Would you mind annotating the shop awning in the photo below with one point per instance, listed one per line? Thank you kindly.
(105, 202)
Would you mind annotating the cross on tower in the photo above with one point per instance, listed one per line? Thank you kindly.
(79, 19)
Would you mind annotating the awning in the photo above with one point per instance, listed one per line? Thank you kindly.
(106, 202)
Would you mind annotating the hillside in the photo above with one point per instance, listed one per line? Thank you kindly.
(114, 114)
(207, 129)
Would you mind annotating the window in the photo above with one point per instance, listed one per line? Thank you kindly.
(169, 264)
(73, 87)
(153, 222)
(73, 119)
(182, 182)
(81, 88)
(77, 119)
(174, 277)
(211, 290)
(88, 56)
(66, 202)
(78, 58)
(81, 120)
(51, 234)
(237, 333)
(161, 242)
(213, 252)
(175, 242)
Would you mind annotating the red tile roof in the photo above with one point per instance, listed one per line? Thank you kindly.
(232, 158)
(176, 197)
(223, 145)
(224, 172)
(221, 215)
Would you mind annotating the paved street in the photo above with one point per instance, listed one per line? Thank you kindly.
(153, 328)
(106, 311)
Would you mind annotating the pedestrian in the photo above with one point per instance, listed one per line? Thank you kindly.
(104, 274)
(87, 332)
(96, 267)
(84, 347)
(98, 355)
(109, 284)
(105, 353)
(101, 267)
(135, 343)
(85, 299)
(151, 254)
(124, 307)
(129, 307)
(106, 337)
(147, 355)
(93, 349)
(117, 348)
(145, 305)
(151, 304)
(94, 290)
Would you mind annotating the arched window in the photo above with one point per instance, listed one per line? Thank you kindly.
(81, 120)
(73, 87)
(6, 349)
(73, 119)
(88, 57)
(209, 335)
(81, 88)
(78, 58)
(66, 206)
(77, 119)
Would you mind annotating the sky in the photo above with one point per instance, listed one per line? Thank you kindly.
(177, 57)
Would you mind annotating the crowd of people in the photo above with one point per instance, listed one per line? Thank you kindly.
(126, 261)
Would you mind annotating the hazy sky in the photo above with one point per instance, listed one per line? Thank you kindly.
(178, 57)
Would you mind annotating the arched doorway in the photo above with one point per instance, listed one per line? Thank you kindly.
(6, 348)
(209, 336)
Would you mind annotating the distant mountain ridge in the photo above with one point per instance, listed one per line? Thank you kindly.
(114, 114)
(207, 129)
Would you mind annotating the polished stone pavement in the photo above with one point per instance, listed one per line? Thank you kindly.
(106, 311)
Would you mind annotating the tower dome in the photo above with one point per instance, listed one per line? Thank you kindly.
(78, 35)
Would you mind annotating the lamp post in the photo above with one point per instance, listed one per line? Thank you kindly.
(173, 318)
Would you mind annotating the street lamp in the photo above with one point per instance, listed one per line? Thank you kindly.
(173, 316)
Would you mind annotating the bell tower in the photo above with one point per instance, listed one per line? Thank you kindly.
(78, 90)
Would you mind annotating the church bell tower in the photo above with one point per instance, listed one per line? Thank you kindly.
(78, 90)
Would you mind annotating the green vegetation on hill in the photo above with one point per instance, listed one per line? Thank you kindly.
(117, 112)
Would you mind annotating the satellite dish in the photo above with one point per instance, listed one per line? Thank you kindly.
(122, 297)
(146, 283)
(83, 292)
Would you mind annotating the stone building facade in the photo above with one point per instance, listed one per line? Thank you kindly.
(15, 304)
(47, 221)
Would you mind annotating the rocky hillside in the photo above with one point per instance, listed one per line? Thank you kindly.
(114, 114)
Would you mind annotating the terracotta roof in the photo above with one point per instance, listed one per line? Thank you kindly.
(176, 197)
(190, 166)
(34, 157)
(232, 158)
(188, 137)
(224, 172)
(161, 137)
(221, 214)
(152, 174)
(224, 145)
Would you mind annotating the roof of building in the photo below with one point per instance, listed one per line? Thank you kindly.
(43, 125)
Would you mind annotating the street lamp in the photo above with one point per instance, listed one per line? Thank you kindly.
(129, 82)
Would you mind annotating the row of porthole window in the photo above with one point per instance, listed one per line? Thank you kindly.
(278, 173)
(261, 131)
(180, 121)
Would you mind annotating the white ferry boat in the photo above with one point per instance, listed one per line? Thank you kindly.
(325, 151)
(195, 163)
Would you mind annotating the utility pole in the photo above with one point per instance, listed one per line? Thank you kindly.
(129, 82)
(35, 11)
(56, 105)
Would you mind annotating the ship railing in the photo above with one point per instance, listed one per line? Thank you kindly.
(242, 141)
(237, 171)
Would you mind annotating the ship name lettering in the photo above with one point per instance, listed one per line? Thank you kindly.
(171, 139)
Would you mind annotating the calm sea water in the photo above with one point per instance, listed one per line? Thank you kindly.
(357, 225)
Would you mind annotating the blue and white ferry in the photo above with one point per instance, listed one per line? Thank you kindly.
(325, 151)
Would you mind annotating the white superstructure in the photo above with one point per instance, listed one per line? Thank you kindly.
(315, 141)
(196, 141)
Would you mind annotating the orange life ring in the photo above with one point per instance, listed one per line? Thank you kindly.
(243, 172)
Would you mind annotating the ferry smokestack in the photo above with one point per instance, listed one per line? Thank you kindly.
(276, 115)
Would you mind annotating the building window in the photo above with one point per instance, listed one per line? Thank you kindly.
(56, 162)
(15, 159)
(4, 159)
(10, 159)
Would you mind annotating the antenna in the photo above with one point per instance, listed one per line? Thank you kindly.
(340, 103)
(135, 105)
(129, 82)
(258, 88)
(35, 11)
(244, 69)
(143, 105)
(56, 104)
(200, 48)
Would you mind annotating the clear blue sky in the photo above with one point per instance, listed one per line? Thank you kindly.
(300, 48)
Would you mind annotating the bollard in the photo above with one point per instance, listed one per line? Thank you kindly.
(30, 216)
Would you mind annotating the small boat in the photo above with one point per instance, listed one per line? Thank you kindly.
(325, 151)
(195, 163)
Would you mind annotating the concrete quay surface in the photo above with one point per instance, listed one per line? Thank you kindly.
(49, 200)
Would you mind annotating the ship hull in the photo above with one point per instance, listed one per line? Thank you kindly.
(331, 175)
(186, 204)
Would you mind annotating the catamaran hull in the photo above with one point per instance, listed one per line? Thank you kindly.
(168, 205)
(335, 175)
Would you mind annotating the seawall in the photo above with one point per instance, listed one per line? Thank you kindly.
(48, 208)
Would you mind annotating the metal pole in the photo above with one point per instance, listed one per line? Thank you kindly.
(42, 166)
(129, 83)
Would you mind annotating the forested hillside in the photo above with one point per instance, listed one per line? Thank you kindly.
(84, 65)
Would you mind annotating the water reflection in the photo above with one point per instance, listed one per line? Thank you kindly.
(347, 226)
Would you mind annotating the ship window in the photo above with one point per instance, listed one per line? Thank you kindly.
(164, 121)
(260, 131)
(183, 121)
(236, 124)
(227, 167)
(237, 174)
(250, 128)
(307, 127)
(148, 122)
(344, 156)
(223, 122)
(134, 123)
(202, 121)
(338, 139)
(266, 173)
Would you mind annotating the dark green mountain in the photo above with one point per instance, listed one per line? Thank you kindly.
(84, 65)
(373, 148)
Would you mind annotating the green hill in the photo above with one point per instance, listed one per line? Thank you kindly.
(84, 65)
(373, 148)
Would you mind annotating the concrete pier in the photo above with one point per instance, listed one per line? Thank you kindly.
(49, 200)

• What you are asked to do
Exactly and only the lines from the line containing "Would you mind annotating the water" through the last line of the entries should be copied, both ends included.

• Answer for the task
Would you mind annotating the water reflection in the photo above with one point per instance, listed one per line? Thank you kindly.
(347, 226)
Would you mind annotating the ship window in the photo above with one point per instance, listed one per line? Thank you kindly.
(164, 121)
(260, 131)
(183, 121)
(236, 124)
(227, 167)
(237, 174)
(250, 128)
(307, 127)
(148, 122)
(344, 156)
(223, 122)
(134, 123)
(202, 121)
(338, 139)
(266, 173)
Would you mind annotating the dark green mountain in the photo above with one point per instance, listed one per line? Thank you kindly.
(84, 65)
(373, 148)
Would you mind annotating the green hill in the photo above with one point per instance, listed one per line? Thank you kindly.
(84, 65)
(373, 148)
Would you mind annotating the concrete pier in the photo above with one point per instance, listed one per line? Thank you kindly.
(49, 200)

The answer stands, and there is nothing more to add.